━━━━━ 文档段落 ━━━━━
这篇论文提到的block是不是用到了involution

Question

这篇论文提到的block是不是用到了involution

JasonLeeFdu opened this issue 3 years ago · 8 comments

JasonLeeFdu commented 3 years ago

https://arxiv.org/abs/2103.06255

Answer 1 · 2021-08-09T01:55:00.000Z

论文公式5 以及代码中的LocalConvolution aggregation_zeropad方法，是不是借鉴到了involution?有什么不一样的呢？

Answer 2 · 2021-08-09T01:55:52.000Z

还有，我想问一下，代码中的cotlayer是本文的贡献，那么 CoXtLayer是做什么的呢？

Answer 3 · 2021-08-09T02:00:41.000Z

can be answered in english

Answer 4 · 2021-08-09T09:04:20.000Z

Involution shares similar spirit with the paper: Pay less attention with lightweight and dynamic convolutions

There are two main difference between CoTNet and Involution: 1. CoTNet mines the static context among keys via a 3×3 convolution. 2. CoTNet performs self-attention based on the query and contextualized key, while Involution directly generates the kernel by 1x1 convolution.

CoXtLayer is similar to CotLayer, which has higher dimension with two groups.

Answer 5 · 2021-08-11T02:57:13.000Z

I confused about the function mentioned in the paper:
the output channels of the second 1x1 convolution are defined by kxkxCh.
In the paper, you explained: Ch is the number of heads, and kxk is the local grid in space.
Can I understand that like this: In a transformer block we usually defined a hyper-parameter head (Ch), and then we reshape the output channels into (Ch, kxk)?
Another question is you used the LocalConvolution, I do not know why ?
Can you explain, thank you.

Answer 6 · 2021-08-14T10:41:53.000Z

In CoT block, we reshape the output channels into (Ch, kxk).

LocalConvolution is used for aggregating all values within each k × k grid with the learnt local attention matrix in equation 3. Section 3.4 discusses the connections between self-attention and dynamic region-aware convolution.

Answer 7 · 2021-08-19T04:56:14.000Z

In CoT block, we reshape the output channels into (Ch, kxk).

LocalConvolution is used for aggregating all values within each k × k grid with the learnt local attention matrix in equation 3. Section 3.4 discusses the connections between self-attention and dynamic region-aware convolution.

您好，可以比较详细的解释一下LocalConvolution吗？

Answer 8 · 2021-08-20T02:28:41.000Z

好的，谢谢，明白了
━━━━━
◆ 任务列表 ◆
(1) 在这段关于 CoTNet 与 Involution 的讨论中，CoXtLayer 与 CotLayer 相比有什么不同？
(2) 列出这段关于 CoTNet 与 Involution 的讨论中，各条回复所标注的全部不同日期。
(3) 请从“can be answered”到“with two groups.”，一字不改地引用这段关于 CoTNet 与 Involution 的讨论中的相应文字。
━━━━━ 数据 ━━━━━
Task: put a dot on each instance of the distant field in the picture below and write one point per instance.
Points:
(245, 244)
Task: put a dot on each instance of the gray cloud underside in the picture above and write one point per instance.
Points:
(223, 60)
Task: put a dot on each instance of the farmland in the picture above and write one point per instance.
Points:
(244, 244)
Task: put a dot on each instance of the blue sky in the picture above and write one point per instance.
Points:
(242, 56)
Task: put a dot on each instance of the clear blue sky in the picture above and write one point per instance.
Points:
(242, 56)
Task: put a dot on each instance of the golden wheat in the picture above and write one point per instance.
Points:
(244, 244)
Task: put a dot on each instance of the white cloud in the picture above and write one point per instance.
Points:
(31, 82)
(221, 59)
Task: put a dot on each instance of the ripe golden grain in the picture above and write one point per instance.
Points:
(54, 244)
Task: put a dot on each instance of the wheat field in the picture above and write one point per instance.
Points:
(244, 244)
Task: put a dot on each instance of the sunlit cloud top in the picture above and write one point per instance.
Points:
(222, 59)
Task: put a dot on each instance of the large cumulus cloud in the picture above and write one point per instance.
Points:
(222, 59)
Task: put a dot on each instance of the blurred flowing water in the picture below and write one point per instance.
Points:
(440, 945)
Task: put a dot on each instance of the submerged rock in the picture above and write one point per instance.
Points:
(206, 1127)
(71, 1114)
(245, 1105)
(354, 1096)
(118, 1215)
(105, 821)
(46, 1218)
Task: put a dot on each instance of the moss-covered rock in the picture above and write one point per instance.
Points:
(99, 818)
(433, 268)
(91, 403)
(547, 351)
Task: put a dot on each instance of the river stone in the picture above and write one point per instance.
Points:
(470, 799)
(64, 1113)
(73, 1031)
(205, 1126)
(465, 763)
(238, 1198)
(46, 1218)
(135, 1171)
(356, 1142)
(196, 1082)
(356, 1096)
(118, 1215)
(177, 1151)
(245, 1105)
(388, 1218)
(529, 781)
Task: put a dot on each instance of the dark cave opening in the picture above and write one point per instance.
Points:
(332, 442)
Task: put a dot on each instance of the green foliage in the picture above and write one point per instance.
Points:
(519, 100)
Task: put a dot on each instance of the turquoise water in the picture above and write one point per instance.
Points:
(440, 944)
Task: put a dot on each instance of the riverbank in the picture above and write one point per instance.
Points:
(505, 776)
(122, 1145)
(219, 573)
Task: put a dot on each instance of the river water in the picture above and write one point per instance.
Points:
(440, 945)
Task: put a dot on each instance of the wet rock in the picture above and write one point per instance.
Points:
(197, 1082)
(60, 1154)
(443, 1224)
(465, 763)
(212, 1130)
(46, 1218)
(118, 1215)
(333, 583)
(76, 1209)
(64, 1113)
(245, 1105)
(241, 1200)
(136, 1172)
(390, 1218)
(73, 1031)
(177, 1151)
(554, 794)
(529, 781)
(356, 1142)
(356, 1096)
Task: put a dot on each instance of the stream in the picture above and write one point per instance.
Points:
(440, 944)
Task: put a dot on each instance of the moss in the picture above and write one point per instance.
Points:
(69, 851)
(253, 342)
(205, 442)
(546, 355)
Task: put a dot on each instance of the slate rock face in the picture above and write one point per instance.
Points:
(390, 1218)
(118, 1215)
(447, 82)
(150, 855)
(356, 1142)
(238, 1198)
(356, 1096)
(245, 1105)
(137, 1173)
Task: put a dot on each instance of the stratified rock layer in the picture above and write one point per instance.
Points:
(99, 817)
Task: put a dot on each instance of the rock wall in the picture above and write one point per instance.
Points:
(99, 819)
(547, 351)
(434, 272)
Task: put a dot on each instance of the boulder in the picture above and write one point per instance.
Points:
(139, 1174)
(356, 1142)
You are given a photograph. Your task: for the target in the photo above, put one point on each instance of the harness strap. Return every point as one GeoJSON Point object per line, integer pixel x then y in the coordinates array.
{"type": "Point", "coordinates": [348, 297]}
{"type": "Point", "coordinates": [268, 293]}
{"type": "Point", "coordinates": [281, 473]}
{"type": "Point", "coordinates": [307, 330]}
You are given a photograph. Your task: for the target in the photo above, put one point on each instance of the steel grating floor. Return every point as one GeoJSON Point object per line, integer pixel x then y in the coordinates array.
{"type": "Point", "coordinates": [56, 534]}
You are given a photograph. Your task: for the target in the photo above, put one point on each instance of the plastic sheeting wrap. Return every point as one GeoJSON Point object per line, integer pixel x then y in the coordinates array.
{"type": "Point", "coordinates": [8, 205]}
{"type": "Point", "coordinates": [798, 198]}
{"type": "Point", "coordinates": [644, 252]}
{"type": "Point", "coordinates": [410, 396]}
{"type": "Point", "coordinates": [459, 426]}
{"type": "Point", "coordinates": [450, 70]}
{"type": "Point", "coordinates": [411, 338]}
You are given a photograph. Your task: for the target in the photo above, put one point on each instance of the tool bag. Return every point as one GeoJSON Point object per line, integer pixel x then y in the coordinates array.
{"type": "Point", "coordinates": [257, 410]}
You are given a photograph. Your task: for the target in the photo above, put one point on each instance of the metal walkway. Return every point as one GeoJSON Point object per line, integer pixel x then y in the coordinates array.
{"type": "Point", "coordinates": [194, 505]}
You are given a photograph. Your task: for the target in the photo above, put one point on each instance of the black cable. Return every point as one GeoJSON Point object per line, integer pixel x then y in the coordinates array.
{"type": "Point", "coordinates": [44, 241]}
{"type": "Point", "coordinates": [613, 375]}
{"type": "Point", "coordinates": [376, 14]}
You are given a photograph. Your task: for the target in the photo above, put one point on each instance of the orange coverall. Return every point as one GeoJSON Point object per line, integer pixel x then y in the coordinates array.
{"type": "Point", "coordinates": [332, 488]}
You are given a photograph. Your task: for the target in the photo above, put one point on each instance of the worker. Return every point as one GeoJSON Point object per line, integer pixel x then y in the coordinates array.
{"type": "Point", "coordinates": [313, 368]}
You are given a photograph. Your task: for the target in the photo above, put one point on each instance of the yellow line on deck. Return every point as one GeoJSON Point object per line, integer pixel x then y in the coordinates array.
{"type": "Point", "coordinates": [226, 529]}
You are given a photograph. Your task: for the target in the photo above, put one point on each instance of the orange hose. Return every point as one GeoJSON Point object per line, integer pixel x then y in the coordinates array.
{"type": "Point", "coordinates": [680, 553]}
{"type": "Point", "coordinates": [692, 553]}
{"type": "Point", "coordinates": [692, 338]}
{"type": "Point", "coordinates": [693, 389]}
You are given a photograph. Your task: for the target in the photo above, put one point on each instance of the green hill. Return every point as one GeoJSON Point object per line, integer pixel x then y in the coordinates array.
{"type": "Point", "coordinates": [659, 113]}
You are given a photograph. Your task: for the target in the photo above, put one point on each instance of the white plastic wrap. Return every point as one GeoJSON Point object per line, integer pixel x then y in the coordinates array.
━━━━━
◆ 已解答问题 ◆
(1) CoXtLayer 与 CotLayer 相似，但维度更高，并分为两组。

(2) 2021-08-09、2021-08-11、2021-08-14、2021-08-19、2021-08-20

(3)
can be answered in english

Answer 4 · 2021-08-09T09:04:20.000Z

Involution shares similar spirit with the paper: Pay less attention with lightweight and dynamic convolutions

There are two main difference between CoTNet and Involution: 1. CoTNet mines the static context among keys via a 3×3 convolution. 2. CoTNet performs self-attention based on the query and contextualized key, while Involution directly generates the kernel by 1x1 convolution.

CoXtLayer is similar to CotLayer, which has higher dimension with two groups.